Niemiecki żużlowiec Max Dilger przeżył dramatyczne chwile podczas finału Ligue Nationale de Speedway w Morizes we Francji. 12 października, po poważnym wypadku, jego stan zdrowia diametralnie się zmienił.
"Max to mój przyjaciel, z którym dwa lata pracowałem. Jest po operacji złamanego kręgosłupa i pojawia się małe światełko w tunelu. W obu nogach pojawiło się delikatne czucie w palcach" - informował w mediach społecznościowych Kamil Antoniewicz, obecnie mechanik Leona Madsena, a w przeszłości Maxa Dilgera.
Jakiś czas temu Dilger przekazał w mediach społecznościowych, że wskutek upadku doszło do niego nie tylko do poważnego urazu kręgosłupa, ale również złamania kostki, ręki i żeber. Teraz Niemiec walczy o to, by wrócić do zdrowia, a ściganie na żużlu zeszło na dalszy plan. Jego mechanik wyszedł z inicjatywą zrzutki.
ZOBACZ WIDEO: Gollob odniósł się do zamieszania z dzikimi kartami. "Nie zawsze wszystko rozumiem"
"Potrzebuje intensywnej terapii, aby odzyskać szansę na normalność. To będzie długa i trudna droga, by wrócić do zdrowia, ale jeśli ktoś ma mieć wolę walki, to właśnie Max. Nie uda mu się jednak dokonać tego samemu. Potrzebuje naszej pomocy!" - napisał Sebastian, przyjaciel Dilgera.

WYBRANE LINIE

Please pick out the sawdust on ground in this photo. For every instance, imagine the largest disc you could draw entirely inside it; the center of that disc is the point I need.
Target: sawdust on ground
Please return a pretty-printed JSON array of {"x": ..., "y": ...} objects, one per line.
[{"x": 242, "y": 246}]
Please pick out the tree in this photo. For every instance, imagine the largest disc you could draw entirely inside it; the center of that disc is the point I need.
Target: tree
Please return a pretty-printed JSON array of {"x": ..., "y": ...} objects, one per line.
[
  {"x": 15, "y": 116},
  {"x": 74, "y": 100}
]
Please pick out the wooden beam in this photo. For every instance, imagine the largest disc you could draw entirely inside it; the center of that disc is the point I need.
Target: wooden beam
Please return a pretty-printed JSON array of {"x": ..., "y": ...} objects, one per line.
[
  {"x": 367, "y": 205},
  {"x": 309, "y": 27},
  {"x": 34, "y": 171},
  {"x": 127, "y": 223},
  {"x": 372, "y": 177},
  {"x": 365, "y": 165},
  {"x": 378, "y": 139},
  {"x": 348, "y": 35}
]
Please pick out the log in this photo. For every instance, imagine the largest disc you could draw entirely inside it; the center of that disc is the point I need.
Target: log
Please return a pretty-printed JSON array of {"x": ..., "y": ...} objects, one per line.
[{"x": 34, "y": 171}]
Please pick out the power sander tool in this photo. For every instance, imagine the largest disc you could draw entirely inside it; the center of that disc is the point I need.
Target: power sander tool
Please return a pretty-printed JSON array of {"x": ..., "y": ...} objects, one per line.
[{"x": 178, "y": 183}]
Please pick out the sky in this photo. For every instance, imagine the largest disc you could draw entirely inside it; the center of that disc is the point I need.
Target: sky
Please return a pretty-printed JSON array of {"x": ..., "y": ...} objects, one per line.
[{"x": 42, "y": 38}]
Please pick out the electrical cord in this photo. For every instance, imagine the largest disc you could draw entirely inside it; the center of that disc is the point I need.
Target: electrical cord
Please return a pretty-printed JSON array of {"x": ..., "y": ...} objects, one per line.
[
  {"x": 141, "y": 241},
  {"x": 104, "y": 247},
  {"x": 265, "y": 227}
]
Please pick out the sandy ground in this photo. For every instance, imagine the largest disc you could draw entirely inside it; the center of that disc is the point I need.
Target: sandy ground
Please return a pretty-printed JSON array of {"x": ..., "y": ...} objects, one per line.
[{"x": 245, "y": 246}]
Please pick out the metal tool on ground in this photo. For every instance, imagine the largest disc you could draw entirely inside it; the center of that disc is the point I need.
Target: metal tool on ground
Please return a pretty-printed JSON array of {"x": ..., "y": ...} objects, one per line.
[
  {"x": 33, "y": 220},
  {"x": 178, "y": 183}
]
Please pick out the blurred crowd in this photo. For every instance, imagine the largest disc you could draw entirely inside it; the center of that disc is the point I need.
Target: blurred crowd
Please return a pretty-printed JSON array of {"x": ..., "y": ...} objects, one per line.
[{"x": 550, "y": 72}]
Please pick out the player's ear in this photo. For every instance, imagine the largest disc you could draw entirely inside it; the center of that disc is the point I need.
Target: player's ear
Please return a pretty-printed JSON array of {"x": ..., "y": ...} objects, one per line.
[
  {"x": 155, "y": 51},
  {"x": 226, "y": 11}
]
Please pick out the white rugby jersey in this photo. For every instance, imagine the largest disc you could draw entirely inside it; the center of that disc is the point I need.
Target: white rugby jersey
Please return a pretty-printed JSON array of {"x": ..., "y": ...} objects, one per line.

TWOJE ZADANIE
Powtórz dosłownie fragment tekstu o wypadku Maxa Dilgera od słów "Niemiecki żużlowiec Max" aż do słów "diametralnie się zmienił." włącznie.

WYKONANE ZADANIE
Niemiecki żużlowiec Max Dilger przeżył dramatyczne chwile podczas finału Ligue Nationale de Speedway w Morizes we Francji. 12 października, po poważnym wypadku, jego stan zdrowia diametralnie się zmienił.